--- start of PROVIDED TEXT ---
For some reason she's much more attuned to the problem in her 13-year-old beater CR-V than she ever was in our Prius. It seems to be related to who's paying for the repairs.

10. Using premium fuel in a car not designed for it is a waste of money. It will not make your car run better, it will not keep the engine cleaner, and it will not give you improved fuel economy. Only use premium if your car manual recommends it…and if so…ALWAYS use it. If your car is not required to use premium, you won’t HURT your car by using it, but it does no good and wastes your valuable income. Premium fuel allows cars to use higher compression ratios and spark advances to produce more power…so some cars are designed for it. (Footnote: there are a few RARE cases when using premium will help a car run better…but they are so rare I won’t spend time on that here.)
This is just one data point, so it may not apply to other vehicles.

When I was driving an '81 Mazda GLC hatchback, I usually put the cheapest/lowest octane rating gas in it that I could find. Messing with different octane ratings made little or no difference to the MPG. Yes, I kept track and checked the data.

After college, when I started commuting up & down the East Coast with all my possessions stacked in the back, I tried the experiment again. Much to my surprise the MPG was 10% better with premium fuel. It was more expensive, but it actually worked out to less money per mile. Although a full load in that car hammered its mileage, premium gas made a difference worth paying for.
 
Yes, we've moved through three materials in brake pads...in order...




Oh, and automatic trans cars are harder on brakes than manual trans cars. Why? Well, at a traffic light you have to (ok, well you don't HAVE to, but most people do) keep your foot on the brake or the car moves forward...thus you are keeping heat in the rotors. With a manual trans, you can (at least on a flat road), take your foot off the brake when you stop, thus the rotors cool more/quicker....reducing brake wear.

Note that to increase the mileage (since leaving the transmission in gear sitting at a lite takes some fuel, vehicles like my 2011 Cruze drop into neutral if you are stopped and put have your foot on the brake, much like one would do with a manual transmission)
 
I think the biggest improvement in our steering pump overload condition... was sending our daughter to college.

For some reason she's much more attuned to the problem in her 13-year-old beater CR-V than she ever was in our Prius. It seems to be related to who's paying for the repairs.


This is just one data point, so it may not apply to other vehicles.

When I was driving an '81 Mazda GLC hatchback, I usually put the cheapest/lowest octane rating gas in it that I could find. Messing with different octane ratings made little or no difference to the MPG. Yes, I kept track and checked the data.
--- end of PROVIDED TEXT ---
--- start of LISTING ---
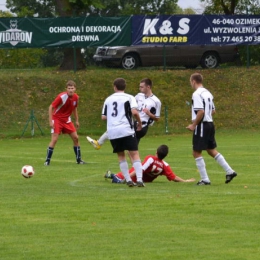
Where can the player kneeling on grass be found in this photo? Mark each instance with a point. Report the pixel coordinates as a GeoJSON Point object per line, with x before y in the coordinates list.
{"type": "Point", "coordinates": [152, 166]}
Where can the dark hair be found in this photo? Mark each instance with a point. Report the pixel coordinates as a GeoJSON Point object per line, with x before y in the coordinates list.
{"type": "Point", "coordinates": [147, 82]}
{"type": "Point", "coordinates": [120, 83]}
{"type": "Point", "coordinates": [162, 151]}
{"type": "Point", "coordinates": [71, 83]}
{"type": "Point", "coordinates": [197, 77]}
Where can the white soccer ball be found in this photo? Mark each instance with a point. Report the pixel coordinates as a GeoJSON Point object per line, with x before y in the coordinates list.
{"type": "Point", "coordinates": [27, 171]}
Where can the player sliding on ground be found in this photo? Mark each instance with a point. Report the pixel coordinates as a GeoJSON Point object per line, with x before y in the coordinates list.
{"type": "Point", "coordinates": [153, 166]}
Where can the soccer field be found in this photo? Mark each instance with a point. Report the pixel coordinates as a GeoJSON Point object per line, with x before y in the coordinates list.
{"type": "Point", "coordinates": [69, 211]}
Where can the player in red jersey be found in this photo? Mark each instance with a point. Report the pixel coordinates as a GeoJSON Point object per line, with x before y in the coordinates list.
{"type": "Point", "coordinates": [60, 111]}
{"type": "Point", "coordinates": [153, 166]}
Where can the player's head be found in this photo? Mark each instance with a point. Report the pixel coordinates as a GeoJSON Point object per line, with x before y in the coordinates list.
{"type": "Point", "coordinates": [162, 151]}
{"type": "Point", "coordinates": [196, 79]}
{"type": "Point", "coordinates": [145, 86]}
{"type": "Point", "coordinates": [71, 87]}
{"type": "Point", "coordinates": [120, 84]}
{"type": "Point", "coordinates": [147, 82]}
--- end of LISTING ---
- REQUIREMENTS
• a. In the car maintenance text, rewrite the stretch from "Oh, and automatic" through "daughter to college.", swapping "rotors" for "brake discs".
• b. Pick up the car maintenance text after its final sentence and continue it.

- WRITTEN ANSWERS
• a.
Oh, and automatic trans cars are harder on brakes than manual trans cars. Why? Well, at a traffic light you have to (ok, well you don't HAVE to, but most people do) keep your foot on the brake or the car moves forward...thus you are keeping heat in the brake discs. With a manual trans, you can (at least on a flat road), take your foot off the brake when you stop, thus the brake discs cool more/quicker....reducing brake wear.

Note that to increase the mileage (since leaving the transmission in gear sitting at a lite takes some fuel, vehicles like my 2011 Cruze drop into neutral if you are stopped and put have your foot on the brake, much like one would do with a manual transmission)
 
I think the biggest improvement in our steering pump overload condition... was sending our daughter to college.

• b.
After college, when I started commuting up & down the East Coast with all my possessions stacked in the back, I tried the experiment again. Much to my surprise the MPG was 10% better with premium fuel. It was more expensive, but it actually worked out to less money per mile. Although a full load in that car hammered its mileage, premium gas made a difference worth paying for.
You can believe that if you like. :)

You seem to want to argue with almost everything I say. I'm not sure what I've done to warrant that from you. If you think all my posts here are unimportant or wrong, feel free to ignore this thread.
 
Note that to increase the mileage (since leaving the transmission in gear sitting at a lite takes some fuel, vehicles like my 2011 Cruze drop into neutral if you are stopped and put have your foot on the brake, much like one would do with a manual transmission)
I didn't know that...it's great they're coming up with some new ideas like that. Thanks.
 
You can believe that if you like. :)
You seem to want to argue with almost everything I say. I'm not sure what I've done to warrant that from you. If you think all my posts here are unimportant or wrong, feel free to ignore this thread.
Hey, it's just one car and one data point. But it's valid.

You might find it hard to believe that a nuclear-trained geek would be logging miles and gas purchases to calculate his cost per mile, but I think most of this board's members have seen enough of that behavior to accept it.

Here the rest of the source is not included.